• _What the exercise asks_: The records below are to be copied word for word, with every picture left out.

**** Records provided ****

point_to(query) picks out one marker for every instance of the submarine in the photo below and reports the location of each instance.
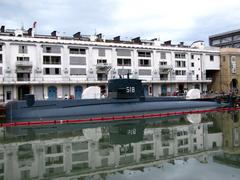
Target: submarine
(125, 96)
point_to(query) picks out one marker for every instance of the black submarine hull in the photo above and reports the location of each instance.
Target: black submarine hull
(78, 109)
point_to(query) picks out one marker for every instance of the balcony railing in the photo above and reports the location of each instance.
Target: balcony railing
(103, 67)
(164, 67)
(23, 63)
(59, 80)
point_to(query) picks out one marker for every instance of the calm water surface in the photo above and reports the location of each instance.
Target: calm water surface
(196, 146)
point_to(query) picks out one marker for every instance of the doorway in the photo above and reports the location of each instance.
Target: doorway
(78, 92)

****

• _Solution to this exercise_:
point_to(query) picks out one marker for every instance of the submarine in the photo below and reports the location of each instance.
Target: submarine
(125, 96)
point_to(query) picks out one marker for every instance of the black submarine hull in the photo above and reports the location of each instance.
Target: black submarine hull
(78, 109)
point_to(query) picks out one marker for every instance of the balcony railing in the photo above and reports the location of each instance.
Target: balcony railing
(103, 67)
(164, 67)
(23, 63)
(59, 80)
point_to(query) picks out one marker for every instance of the calm water surface in the photo above and reports the location of each instance.
Target: calm water surface
(196, 146)
point_to(query) picks out one marker for every instance of the doorway in the photo above and reports the location of each instance.
Target: doorway
(78, 92)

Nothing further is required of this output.